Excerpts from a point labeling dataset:
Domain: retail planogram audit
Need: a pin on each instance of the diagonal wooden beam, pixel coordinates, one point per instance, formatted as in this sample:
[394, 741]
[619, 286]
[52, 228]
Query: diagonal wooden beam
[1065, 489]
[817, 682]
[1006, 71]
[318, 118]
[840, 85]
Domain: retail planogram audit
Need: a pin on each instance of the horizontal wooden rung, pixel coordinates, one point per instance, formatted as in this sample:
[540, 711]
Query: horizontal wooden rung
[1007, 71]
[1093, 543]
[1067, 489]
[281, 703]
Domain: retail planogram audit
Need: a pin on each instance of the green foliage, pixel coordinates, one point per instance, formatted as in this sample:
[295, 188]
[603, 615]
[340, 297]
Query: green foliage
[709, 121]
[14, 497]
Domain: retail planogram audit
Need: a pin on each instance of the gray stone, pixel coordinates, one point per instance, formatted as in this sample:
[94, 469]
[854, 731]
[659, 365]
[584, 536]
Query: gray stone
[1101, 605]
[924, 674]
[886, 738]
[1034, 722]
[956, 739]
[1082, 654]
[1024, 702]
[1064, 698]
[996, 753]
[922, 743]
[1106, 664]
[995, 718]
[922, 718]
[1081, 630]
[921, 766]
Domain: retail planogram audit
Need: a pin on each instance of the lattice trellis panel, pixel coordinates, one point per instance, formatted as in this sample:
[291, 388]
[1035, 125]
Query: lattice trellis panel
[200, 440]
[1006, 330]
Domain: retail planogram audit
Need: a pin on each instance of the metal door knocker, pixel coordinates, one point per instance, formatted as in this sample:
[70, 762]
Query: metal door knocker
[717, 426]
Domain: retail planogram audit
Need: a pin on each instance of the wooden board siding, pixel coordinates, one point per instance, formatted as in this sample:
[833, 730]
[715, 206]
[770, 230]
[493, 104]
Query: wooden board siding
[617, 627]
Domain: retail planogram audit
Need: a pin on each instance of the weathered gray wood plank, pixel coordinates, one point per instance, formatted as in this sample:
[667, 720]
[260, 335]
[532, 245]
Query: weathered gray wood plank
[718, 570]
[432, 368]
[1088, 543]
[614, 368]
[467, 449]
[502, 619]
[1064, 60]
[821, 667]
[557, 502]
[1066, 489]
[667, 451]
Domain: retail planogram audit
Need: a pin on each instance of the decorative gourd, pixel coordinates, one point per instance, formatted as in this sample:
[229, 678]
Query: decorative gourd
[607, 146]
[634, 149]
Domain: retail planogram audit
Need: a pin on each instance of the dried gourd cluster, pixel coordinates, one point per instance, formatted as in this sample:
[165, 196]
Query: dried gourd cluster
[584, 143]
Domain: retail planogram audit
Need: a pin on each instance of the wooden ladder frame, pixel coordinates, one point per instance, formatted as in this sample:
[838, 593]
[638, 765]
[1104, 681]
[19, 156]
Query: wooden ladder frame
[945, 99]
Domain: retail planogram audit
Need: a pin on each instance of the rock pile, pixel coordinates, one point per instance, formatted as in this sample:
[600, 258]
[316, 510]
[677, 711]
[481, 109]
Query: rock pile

» GOAL OF THE EXERCISE
Convert every line of all the rows above into a numbered list, leaving out any blank lines.

» ANSWER
1. Domain: retail planogram audit
2. Need: a pin on each instance of the diagonal wooden beam, pixel coordinates, one point per instance, formatted as in this sample:
3. [394, 741]
4. [619, 286]
5. [52, 228]
6. Query: diagonal wooden beam
7. [1065, 489]
8. [817, 682]
9. [1006, 71]
10. [318, 118]
11. [840, 85]
12. Domain: retail planogram audit
13. Need: a pin on each instance of the horizontal wooden rung, pixel coordinates, one point per instance, formatted as in this sample:
14. [540, 711]
15. Query: horizontal wooden rung
16. [1007, 71]
17. [1093, 543]
18. [1067, 489]
19. [281, 703]
20. Domain: retail planogram audit
21. Need: a pin on each instance of the green foliage, pixel coordinates, one point per instance, formatted as in this sample:
22. [295, 188]
23. [603, 615]
24. [340, 297]
25. Query: green foliage
26. [709, 121]
27. [14, 497]
28. Domain: retail planogram audit
29. Need: a pin on each instance of the gray stone, pixel coordinates, one point per instance, formatted as in this sample:
30. [94, 469]
31. [854, 731]
32. [659, 365]
33. [584, 536]
34. Query: gray stone
35. [1101, 605]
36. [924, 674]
37. [886, 738]
38. [1034, 722]
39. [956, 739]
40. [1082, 654]
41. [1024, 702]
42. [1064, 698]
43. [996, 753]
44. [922, 743]
45. [1106, 664]
46. [995, 718]
47. [922, 718]
48. [1081, 630]
49. [921, 766]
50. Domain: retail planogram audit
51. Need: a pin on each instance of the lattice trellis panel, pixel coordinates, one point per instance, formatted as in this sample:
52. [291, 388]
53. [1035, 125]
54. Query: lattice trellis panel
55. [200, 440]
56. [1006, 330]
57. Domain: retail planogram audit
58. Need: a pin on each instance of the metal door knocker, pixel coordinates, one point per instance, formatted as in this sample:
59. [70, 762]
60. Query: metal door knocker
61. [717, 426]
62. Domain: retail planogram audit
63. Need: a pin on each instance of the wooden board siding, pixel coordinates, one point per instance, formatted as in this sample:
64. [833, 730]
65. [715, 206]
66. [770, 230]
67. [493, 104]
68. Query: wooden board siding
69. [617, 627]
70. Domain: retail planogram audit
71. Need: a pin on each instance of the weathered gray wood plank, pixel coordinates, one point per instance, formatted as in this sample:
72. [667, 720]
73. [260, 335]
74. [532, 245]
75. Query: weathered gray wood plank
76. [718, 570]
77. [432, 368]
78. [1088, 543]
79. [614, 368]
80. [467, 449]
81. [502, 619]
82. [1064, 60]
83. [821, 667]
84. [557, 502]
85. [1066, 489]
86. [667, 451]
87. Domain: retail planogram audit
88. Need: a pin on each instance of the decorative gourd, pixel coordinates, one point per instance, formatted as in this sample:
89. [229, 678]
90. Query: decorative gourd
91. [607, 146]
92. [634, 149]
93. Domain: retail planogram audit
94. Need: a pin on each instance of the dried gourd cluster, pixel coordinates, one point per instance, formatted as in this sample:
95. [165, 196]
96. Query: dried gourd cluster
97. [584, 143]
98. Domain: retail planogram audit
99. Need: a pin on each instance of the wooden ladder frame, pixel coordinates, one point per instance, formatted as in this sample:
100. [838, 593]
101. [638, 765]
102. [1104, 681]
103. [19, 156]
104. Query: wooden ladder frame
105. [945, 99]
106. Domain: retail planogram audit
107. Need: a pin on each instance of the rock pile, pixel coordinates, one point per instance, formatted as in this sample:
108. [600, 258]
109. [316, 510]
110. [677, 711]
111. [481, 109]
112. Query: rock pile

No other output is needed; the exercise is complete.